_EXERCISE DIRECTIONS_
Change every "innermost point" in the items below to "most central point" and leave all other text as it is. Apply this to all the items and omit the pictures from your answer.

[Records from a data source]
☆ ☆ ☆ ☆ ☆ ☆ ☆

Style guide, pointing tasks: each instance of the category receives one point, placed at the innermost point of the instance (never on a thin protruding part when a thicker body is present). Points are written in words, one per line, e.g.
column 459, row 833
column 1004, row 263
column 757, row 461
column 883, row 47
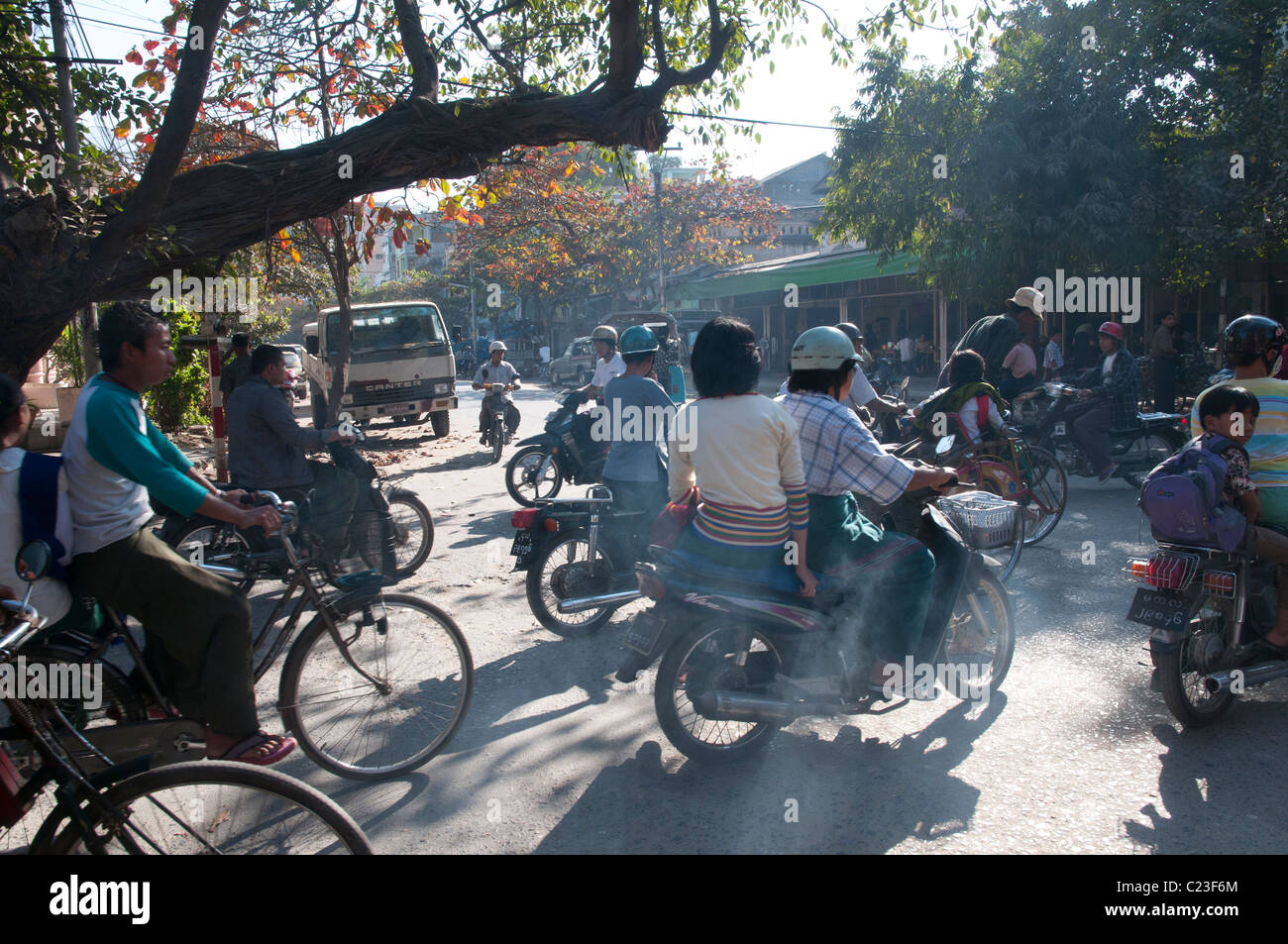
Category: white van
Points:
column 400, row 365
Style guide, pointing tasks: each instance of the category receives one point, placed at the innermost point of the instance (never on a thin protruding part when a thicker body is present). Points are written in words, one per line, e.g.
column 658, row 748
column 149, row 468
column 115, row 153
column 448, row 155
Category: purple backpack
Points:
column 1181, row 497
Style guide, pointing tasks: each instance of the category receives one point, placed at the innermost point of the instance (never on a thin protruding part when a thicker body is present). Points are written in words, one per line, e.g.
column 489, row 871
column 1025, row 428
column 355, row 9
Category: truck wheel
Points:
column 317, row 400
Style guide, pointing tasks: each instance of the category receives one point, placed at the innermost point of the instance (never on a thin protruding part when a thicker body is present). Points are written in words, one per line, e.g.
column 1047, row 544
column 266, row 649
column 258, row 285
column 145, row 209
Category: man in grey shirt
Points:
column 236, row 371
column 267, row 446
column 1163, row 352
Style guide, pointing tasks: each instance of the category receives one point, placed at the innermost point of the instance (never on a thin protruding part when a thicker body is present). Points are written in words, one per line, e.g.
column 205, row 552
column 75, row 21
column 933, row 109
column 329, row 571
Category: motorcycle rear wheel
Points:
column 1183, row 685
column 562, row 571
column 980, row 640
column 532, row 475
column 700, row 660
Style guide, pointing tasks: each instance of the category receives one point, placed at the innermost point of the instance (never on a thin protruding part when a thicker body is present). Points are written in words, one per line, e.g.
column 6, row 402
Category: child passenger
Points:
column 1232, row 412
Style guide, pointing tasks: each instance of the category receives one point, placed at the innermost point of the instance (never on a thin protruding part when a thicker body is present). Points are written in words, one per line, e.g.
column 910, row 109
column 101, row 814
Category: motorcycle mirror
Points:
column 33, row 562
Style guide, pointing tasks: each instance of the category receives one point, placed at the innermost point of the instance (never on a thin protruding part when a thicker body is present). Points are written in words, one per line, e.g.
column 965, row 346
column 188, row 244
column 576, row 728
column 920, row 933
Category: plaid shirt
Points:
column 840, row 454
column 1124, row 387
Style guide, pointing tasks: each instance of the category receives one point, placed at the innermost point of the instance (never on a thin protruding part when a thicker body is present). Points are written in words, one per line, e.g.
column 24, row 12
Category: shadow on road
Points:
column 1220, row 793
column 803, row 794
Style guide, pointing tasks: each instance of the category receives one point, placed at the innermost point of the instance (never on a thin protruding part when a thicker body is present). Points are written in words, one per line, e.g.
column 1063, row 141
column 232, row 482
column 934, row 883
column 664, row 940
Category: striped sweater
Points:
column 745, row 459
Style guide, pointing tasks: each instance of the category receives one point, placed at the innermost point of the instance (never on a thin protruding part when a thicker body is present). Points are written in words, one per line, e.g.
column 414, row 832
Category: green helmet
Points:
column 822, row 349
column 638, row 340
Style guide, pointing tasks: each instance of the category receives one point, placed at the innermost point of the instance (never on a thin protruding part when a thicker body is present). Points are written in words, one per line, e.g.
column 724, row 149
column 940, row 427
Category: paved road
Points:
column 1076, row 755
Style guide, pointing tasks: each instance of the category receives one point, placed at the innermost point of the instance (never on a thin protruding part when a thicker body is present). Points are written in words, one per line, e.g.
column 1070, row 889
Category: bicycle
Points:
column 127, row 807
column 1013, row 469
column 374, row 685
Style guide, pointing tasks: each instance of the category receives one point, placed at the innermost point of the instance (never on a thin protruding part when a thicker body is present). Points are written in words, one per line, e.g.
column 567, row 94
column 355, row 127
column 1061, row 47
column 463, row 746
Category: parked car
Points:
column 576, row 366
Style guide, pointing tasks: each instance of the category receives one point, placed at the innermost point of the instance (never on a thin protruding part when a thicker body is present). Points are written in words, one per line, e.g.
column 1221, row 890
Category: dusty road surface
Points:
column 1074, row 755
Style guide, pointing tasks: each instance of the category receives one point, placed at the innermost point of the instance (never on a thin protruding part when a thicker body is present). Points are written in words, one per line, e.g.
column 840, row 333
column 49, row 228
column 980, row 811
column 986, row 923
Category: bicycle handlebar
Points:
column 29, row 626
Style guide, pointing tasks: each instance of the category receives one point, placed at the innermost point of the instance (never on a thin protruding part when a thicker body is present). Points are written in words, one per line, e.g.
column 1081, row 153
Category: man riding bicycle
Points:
column 1113, row 385
column 197, row 625
column 497, row 369
column 267, row 450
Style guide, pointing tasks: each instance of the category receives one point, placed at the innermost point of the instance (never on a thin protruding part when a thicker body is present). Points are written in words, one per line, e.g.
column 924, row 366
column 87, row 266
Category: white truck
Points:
column 400, row 366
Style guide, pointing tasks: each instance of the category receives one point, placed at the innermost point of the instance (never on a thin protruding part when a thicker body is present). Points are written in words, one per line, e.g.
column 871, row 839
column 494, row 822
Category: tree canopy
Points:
column 554, row 222
column 1100, row 138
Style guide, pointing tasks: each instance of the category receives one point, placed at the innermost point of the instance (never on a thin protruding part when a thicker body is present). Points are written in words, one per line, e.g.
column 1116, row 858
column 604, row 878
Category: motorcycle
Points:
column 496, row 437
column 563, row 452
column 580, row 559
column 1042, row 415
column 743, row 653
column 1203, row 607
column 391, row 524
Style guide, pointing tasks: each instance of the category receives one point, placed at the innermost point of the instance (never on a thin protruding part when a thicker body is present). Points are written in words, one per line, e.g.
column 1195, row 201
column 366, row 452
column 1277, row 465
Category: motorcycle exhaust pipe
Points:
column 576, row 604
column 739, row 706
column 1220, row 682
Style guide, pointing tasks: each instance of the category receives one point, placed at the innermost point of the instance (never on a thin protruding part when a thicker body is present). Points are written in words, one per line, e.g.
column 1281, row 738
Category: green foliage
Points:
column 1108, row 155
column 181, row 399
column 67, row 355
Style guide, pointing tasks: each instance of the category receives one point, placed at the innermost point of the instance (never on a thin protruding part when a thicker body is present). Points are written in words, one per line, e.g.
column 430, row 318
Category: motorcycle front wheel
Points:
column 1180, row 674
column 980, row 640
column 532, row 475
column 706, row 660
column 562, row 571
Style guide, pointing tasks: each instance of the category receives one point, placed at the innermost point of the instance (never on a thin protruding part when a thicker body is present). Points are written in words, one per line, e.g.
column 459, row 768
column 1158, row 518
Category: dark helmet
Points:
column 1250, row 336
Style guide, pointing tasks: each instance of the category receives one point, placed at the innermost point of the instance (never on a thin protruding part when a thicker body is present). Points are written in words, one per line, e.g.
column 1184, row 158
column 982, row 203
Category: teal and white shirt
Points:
column 114, row 458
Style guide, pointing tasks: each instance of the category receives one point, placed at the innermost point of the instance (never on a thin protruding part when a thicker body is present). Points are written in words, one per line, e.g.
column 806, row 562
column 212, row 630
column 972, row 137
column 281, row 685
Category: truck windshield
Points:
column 389, row 329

☆ ☆ ☆ ☆ ☆ ☆ ☆

_EXPECTED ANSWER_
Style guide, pointing tasks: each instance of the category receives one point, placed at the most central point of the instance (never on a thin protruding part when a thicker body is present). Points are written in words, one per line, e.g.
column 459, row 833
column 1004, row 263
column 757, row 461
column 883, row 47
Category: white van
Points:
column 400, row 365
Style guide, pointing tasks: each instance of the category receives one point, placed at the most central point of the instance (never on a thin protruding part when a thicker body is present). Points are written in words, one per line, e.g.
column 658, row 748
column 149, row 468
column 115, row 153
column 448, row 155
Category: purple backpack
Points:
column 1181, row 497
Style guide, pointing tasks: each instance of the category receives one point, placed at the most central point of the instance (never on a thin protruding part when a thicker body is present). Points are written in words, one per line, e.g.
column 489, row 871
column 1025, row 428
column 355, row 9
Category: truck wheel
Points:
column 317, row 400
Style guide, pointing tasks: each instance of the category receives one point, placed at the most central point of the instance (never on a thin protruding part when a thicker body is present). Points are written in words, one per line, e.g.
column 1047, row 544
column 266, row 649
column 258, row 285
column 145, row 209
Category: man in grey shirt
Points:
column 236, row 371
column 267, row 446
column 1163, row 352
Style guide, pointing tasks: each instance of the category receives one point, placed at the most central point of the instance (never on a thin protruding part when a thicker body is present). Points are written in words, one per line, e.g.
column 205, row 552
column 75, row 21
column 933, row 109
column 329, row 571
Category: motorcycle rear wheel
Points:
column 1183, row 685
column 562, row 571
column 980, row 640
column 532, row 475
column 700, row 660
Style guide, pointing tasks: each instance of the category receives one point, placed at the most central point of the instance (never on a thin protruding part when a thicker body is present). Points are written in words, one per line, e.g.
column 6, row 402
Category: child passenger
Points:
column 1232, row 412
Style guide, pointing tasks: each instance of the category receives one point, placed at the most central point of the instance (never on a thin protruding part when a thicker body is present). Points are written in words, one per line, e.g.
column 910, row 109
column 101, row 814
Category: motorcycle mirror
Points:
column 33, row 562
Style guide, pointing tasks: each instance of the category receives one point, placed at the most central point of the instance (never on a thin protruding part when a thicker body is present). Points are written in words, one per line, e.g.
column 965, row 346
column 188, row 244
column 576, row 728
column 920, row 933
Category: plaid shirt
Points:
column 840, row 454
column 1124, row 387
Style guide, pointing tasks: each instance of the category receives one point, placed at the most central point of the instance (never on a thin protruding part when a thicker body is present). Points are written in words, one per line, e.g.
column 24, row 12
Category: shadow on road
Points:
column 1220, row 793
column 803, row 794
Style guide, pointing tasks: each instance of the category receives one point, placed at the most central point of the instance (never on a thin protruding part when a thicker body is present). Points are written in words, one per line, e.g.
column 1063, row 141
column 232, row 482
column 934, row 883
column 664, row 940
Category: striped sweater
Points:
column 745, row 459
Style guide, pointing tasks: each instance of the category receives one point, placed at the most central point of the instance (never on a thin protruding part when a thicker body is present). Points are written in words, one per line, e.g.
column 414, row 832
Category: green helmet
Points:
column 822, row 349
column 638, row 340
Style guide, pointing tasks: each instance of the category receives one point, placed at the most central point of the instance (never on a thin protruding part when a thicker body is present). Points are written in words, one per line, e.g.
column 724, row 149
column 940, row 427
Category: paved road
Points:
column 1076, row 755
Style guide, pointing tasks: each instance of the category receives one point, placed at the most central point of the instance (never on a thin protruding part when a thicker body is present). Points are written in words, one per line, e.g.
column 1070, row 889
Category: bicycle
Points:
column 127, row 807
column 1013, row 469
column 374, row 685
Style guide, pointing tasks: each instance of the category receives one point, placed at the most central point of the instance (never on a thin protruding part when a thicker body is present). Points are written in words, one per line, e.g.
column 567, row 94
column 355, row 127
column 1061, row 47
column 463, row 746
Category: parked car
Points:
column 576, row 366
Style guide, pointing tasks: each instance of the category receives one point, placed at the most central point of the instance (never on a thin protruding part when a thicker body is present). Points are written in words, one per line, e.g.
column 1221, row 890
Category: dusty road surface
Points:
column 1074, row 755
Style guide, pointing tasks: each instance of the category receives one point, placed at the most central point of the instance (never on a thin protruding part when a thicker body is present). Points are written in words, one per line, e.g.
column 840, row 333
column 49, row 228
column 980, row 811
column 986, row 923
Category: bicycle handlebar
Points:
column 29, row 626
Style guide, pointing tasks: each instance of the category receives one point, placed at the most central point of the instance (never on a thin protruding part when a thicker body is present). Points are written in words, one per line, e.g.
column 1081, row 153
Category: man riding bicycle
Points:
column 1113, row 385
column 197, row 625
column 497, row 369
column 267, row 450
Style guide, pointing tasks: each instance of the category receives one point, placed at the most central point of the instance (never on a thin protruding part when a thicker body is present). Points are written in words, one per line, e.g.
column 924, row 366
column 87, row 266
Category: white truck
Points:
column 400, row 366
Style guide, pointing tasks: each instance of the category receives one point, placed at the most central point of the instance (never on a thin protruding part when a thicker body is present). Points are written in words, one per line, e.g.
column 871, row 839
column 494, row 822
Category: tree canopy
Points:
column 554, row 222
column 1100, row 138
Style guide, pointing tasks: each instance of the category receives one point, placed at the most central point of the instance (never on a thin protruding part when a thicker body is present). Points are written in words, one per line, e.g.
column 1116, row 858
column 604, row 878
Category: motorcycle
Points:
column 496, row 437
column 563, row 452
column 580, row 559
column 1042, row 415
column 743, row 653
column 1203, row 607
column 391, row 524
Style guide, pointing tasks: each instance of the category receives one point, placed at the most central point of the instance (never on a thin protruding part when a thicker body is present). Points are written in words, one per line, e.g.
column 1195, row 201
column 366, row 452
column 1277, row 465
Category: motorcycle exhaust pipe
Points:
column 576, row 604
column 739, row 706
column 1220, row 682
Style guide, pointing tasks: each instance of the category receives one point, placed at the most central point of the instance (never on a thin protruding part when a thicker body is present). Points are written in words, one per line, e.g.
column 1281, row 738
Category: green foliage
Points:
column 1108, row 155
column 181, row 399
column 67, row 355
Style guide, pointing tasks: each instance of the category receives one point, placed at the most central point of the instance (never on a thin protruding part when a thicker body is present). Points are written in words, one per line, e.g.
column 430, row 318
Category: motorcycle front wheel
Points:
column 1180, row 674
column 980, row 640
column 532, row 475
column 706, row 660
column 562, row 571
Style guide, pointing tasks: each instance of the category receives one point, placed at the most central point of the instance (never on a thin protruding part when a thicker body is present). Points are written in words, one per line, e.g.
column 459, row 768
column 1158, row 518
Category: dark helmet
Points:
column 1250, row 336
Style guide, pointing tasks: each instance of the category receives one point, placed at the most central point of the instance (never on a thin protruding part when a thicker body is present). Points are written in words, one per line, e.g.
column 1184, row 158
column 982, row 203
Category: teal and white shirt
Points:
column 114, row 458
Style guide, pointing tasks: each instance of the category receives one point, placed at the most central point of the instance (never on a thin protruding part when a thicker body is present). Points are written in words, one per line, e.g.
column 806, row 562
column 212, row 630
column 972, row 137
column 281, row 685
Category: truck windshield
Points:
column 389, row 329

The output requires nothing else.